Please copy every line of the items below without any change, and leave the pictures out of your copy.

(Items from a data collection):
"""
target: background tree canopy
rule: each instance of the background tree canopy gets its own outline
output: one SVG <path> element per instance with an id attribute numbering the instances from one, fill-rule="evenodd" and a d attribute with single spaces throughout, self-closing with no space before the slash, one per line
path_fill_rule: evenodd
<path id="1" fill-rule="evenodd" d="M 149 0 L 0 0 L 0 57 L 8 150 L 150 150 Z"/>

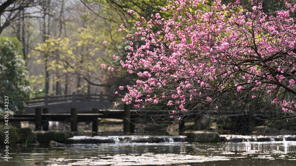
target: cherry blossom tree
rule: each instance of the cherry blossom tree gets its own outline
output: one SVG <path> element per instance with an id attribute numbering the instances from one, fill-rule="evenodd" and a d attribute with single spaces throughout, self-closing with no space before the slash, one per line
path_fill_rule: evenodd
<path id="1" fill-rule="evenodd" d="M 169 19 L 135 15 L 136 32 L 122 25 L 119 30 L 127 33 L 122 40 L 130 42 L 130 52 L 114 56 L 121 66 L 108 68 L 138 77 L 135 84 L 119 87 L 128 90 L 122 102 L 167 109 L 173 119 L 199 111 L 246 112 L 253 105 L 293 117 L 296 4 L 279 1 L 274 11 L 264 1 L 169 1 L 161 9 Z"/>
"""
(Answer to the task):
target: background tree canopy
rule: each instance of the background tree canopy gets its own outline
output: one SVG <path> element per instance with an id attribute numbering the instances from one, fill-rule="evenodd" and a d attribute with single spaces throughout, self-closing with no space before the slash, one per line
path_fill_rule: evenodd
<path id="1" fill-rule="evenodd" d="M 149 0 L 0 0 L 0 57 L 8 150 L 150 150 Z"/>

target: cherry blossom tree
rule: each instance of the cherry blossom tree gets its own outline
output: one SVG <path> element per instance with an id attribute numbering the instances from one, fill-rule="evenodd" and a d attribute with single spaces throughout, self-closing with no space before the slash, one per line
path_fill_rule: evenodd
<path id="1" fill-rule="evenodd" d="M 169 19 L 135 15 L 136 32 L 122 25 L 119 30 L 127 33 L 122 40 L 130 42 L 130 52 L 114 56 L 121 66 L 108 68 L 138 77 L 135 84 L 119 87 L 128 90 L 122 102 L 167 109 L 173 119 L 199 111 L 246 112 L 253 105 L 293 117 L 296 4 L 279 1 L 274 11 L 264 1 L 169 1 L 161 9 Z"/>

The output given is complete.